Segment Open
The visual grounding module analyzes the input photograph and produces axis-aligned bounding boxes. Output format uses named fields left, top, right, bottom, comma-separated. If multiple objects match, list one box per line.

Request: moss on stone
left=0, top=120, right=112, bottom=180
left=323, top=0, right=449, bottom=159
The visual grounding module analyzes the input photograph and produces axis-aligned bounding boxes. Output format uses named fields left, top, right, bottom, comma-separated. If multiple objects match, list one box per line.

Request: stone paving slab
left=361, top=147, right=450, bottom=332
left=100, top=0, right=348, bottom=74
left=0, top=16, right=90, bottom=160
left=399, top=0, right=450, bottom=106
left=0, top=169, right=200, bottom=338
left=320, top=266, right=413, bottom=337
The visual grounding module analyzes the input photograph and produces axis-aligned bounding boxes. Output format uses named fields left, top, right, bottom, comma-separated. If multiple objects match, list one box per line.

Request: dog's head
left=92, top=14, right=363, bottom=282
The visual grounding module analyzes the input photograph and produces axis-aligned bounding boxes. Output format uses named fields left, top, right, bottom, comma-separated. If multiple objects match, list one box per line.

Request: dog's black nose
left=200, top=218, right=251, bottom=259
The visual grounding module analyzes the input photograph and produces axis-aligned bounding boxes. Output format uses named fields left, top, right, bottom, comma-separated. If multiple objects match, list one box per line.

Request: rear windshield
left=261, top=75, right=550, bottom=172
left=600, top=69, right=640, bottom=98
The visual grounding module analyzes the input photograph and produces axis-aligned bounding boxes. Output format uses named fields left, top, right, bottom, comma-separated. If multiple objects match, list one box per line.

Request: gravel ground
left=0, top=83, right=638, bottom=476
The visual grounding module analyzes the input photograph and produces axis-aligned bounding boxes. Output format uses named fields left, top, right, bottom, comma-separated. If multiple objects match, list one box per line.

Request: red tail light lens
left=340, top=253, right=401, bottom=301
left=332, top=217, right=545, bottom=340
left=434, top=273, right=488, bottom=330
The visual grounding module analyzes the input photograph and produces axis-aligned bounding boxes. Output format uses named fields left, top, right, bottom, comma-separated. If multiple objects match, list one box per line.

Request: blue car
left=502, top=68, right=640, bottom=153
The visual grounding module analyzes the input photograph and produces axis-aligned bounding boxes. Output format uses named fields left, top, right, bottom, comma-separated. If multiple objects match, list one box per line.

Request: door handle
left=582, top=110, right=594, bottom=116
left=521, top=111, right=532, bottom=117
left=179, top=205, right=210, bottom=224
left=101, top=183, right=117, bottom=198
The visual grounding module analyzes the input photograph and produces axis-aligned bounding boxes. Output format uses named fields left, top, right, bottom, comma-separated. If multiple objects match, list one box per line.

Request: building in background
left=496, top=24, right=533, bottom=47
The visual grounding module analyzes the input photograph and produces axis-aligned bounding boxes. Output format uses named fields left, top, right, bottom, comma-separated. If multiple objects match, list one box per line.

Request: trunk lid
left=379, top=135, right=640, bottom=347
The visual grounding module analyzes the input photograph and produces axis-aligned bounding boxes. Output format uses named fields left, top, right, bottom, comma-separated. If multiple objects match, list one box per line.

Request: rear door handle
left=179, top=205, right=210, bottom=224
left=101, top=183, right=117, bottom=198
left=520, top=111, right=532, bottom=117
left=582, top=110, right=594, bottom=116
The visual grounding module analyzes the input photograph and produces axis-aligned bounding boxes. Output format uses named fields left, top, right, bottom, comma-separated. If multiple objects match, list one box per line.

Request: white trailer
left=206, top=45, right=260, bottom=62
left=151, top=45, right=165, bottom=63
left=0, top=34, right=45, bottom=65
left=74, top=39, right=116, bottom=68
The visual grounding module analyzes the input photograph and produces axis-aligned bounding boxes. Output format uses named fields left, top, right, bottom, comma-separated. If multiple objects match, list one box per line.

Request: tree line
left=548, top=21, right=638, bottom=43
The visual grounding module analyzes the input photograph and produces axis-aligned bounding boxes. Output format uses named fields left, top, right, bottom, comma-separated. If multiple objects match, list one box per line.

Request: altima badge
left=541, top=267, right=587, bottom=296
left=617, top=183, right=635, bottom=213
Segment Closed
Reproduce the entire listing so that it matches the original in every line.

The visual grounding module analyzes the input photograph and produces axis-aligned bounding boxes. Output format uses named fields left, top, right, bottom, comma-separated. If multiple objects match, list one box per line.

Request: moss on stone
left=0, top=120, right=112, bottom=180
left=323, top=0, right=449, bottom=159
The visual grounding module analyzes the input photograph and produces axis-aligned bounding boxes. Output format uses named fields left, top, right, bottom, comma-separated. If multiple objects match, list one box per line.

Request: stone paving slab
left=361, top=147, right=450, bottom=332
left=100, top=0, right=348, bottom=74
left=0, top=16, right=90, bottom=160
left=399, top=0, right=450, bottom=106
left=0, top=169, right=200, bottom=338
left=320, top=266, right=413, bottom=337
The visual grounding module analyzes the input photograph and produces axis-aligned bounding boxes. Output format uses named fields left, top, right, bottom, comma-separated. If multiple objects match, list one box per line.

Request: dog's head
left=92, top=14, right=363, bottom=282
The visual grounding module analyzes the input photograph and produces axis-aligned bounding boxes. Output format uses named fields left, top, right, bottom, comma-separated. If multiple objects match, list one box per line.

Request: dog's black nose
left=200, top=218, right=251, bottom=259
The visual grounding module analyzes the input photograph and produces axis-aligned bounding boxes. Output format uses named fields left, top, right, bottom, comma-separated. If multiple objects match, list one box per line.

Request: rear windshield
left=261, top=75, right=550, bottom=172
left=600, top=69, right=640, bottom=98
The visual grounding module analyzes the input photograph and produces axis-aligned bounding boxes. Output format uses named fields left, top, right, bottom, comma-separated. If multiple objects match, list one box per line.

Request: gravel ground
left=0, top=83, right=638, bottom=476
The visual grounding module analyzes the input photograph and produces axis-aligned bounding boxes. Output format uses named fields left, top, right, bottom, comma-separated. If multiple objects match, list one box per line.

Request: red tail light lens
left=340, top=253, right=401, bottom=301
left=332, top=217, right=545, bottom=340
left=434, top=273, right=488, bottom=330
The visual grounding module analyzes the input photograph and produces axis-aligned bounding boxes. Output format uses named fields left, top, right, bottom, comma-separated. If multiple objects match, list one box per line.

Request: blue car
left=502, top=68, right=640, bottom=153
The visual grounding module analyzes the input photograph and produces axis-aligned bounding boxes. Output format uses named fields left, top, right, bottom, comma-separated. If multiple objects match, list one box per line.

Request: door handle
left=582, top=110, right=594, bottom=116
left=521, top=111, right=532, bottom=117
left=179, top=205, right=210, bottom=224
left=101, top=183, right=117, bottom=198
The visual grounding module analyzes the input photograph and produces axis-aligned bounding boxes. Output format uses named fields left, top, right, bottom, comma-separated. If multiple objects match, list one box per line.

Request: building in background
left=496, top=24, right=533, bottom=47
The visual grounding module analyzes the input photograph and produces axis-aligned bounding boxes. Output format uses named fields left, top, right, bottom, comma-separated. If multiple objects match, list one box per line.

Request: trunk lid
left=379, top=135, right=640, bottom=347
The visual grounding module analyzes the input photograph and produces axis-aligned bounding boxes. Output format uses named fields left, top, right, bottom, comma-separated. If multiple objects match, list one box per line.

Request: rear door handle
left=179, top=205, right=210, bottom=224
left=101, top=183, right=117, bottom=198
left=520, top=111, right=532, bottom=117
left=582, top=110, right=594, bottom=116
The visual grounding module analyzes the input photograph and produces axis-aligned bounding boxes. Output format uses named fields left, top, right, bottom, comma-separated. If multiple objects match, list one box per line.

Request: white trailer
left=206, top=45, right=260, bottom=62
left=151, top=45, right=165, bottom=63
left=0, top=34, right=45, bottom=65
left=74, top=39, right=116, bottom=68
The visual grounding module analyzes the input photograph and produces axis-aligned bounding boxes. Output format uses named fields left, top, right, bottom, comma-separated. If multiple objects match, list one box per line.

Request: tree line
left=548, top=21, right=638, bottom=43
The visual grounding module analyzes the input photograph and produces axis-aligned bounding boxes. Output format uses named fields left, top, right, bottom, comma-separated. If multiple objects match, list one box per line.

Request: altima badge
left=541, top=267, right=587, bottom=296
left=617, top=183, right=635, bottom=213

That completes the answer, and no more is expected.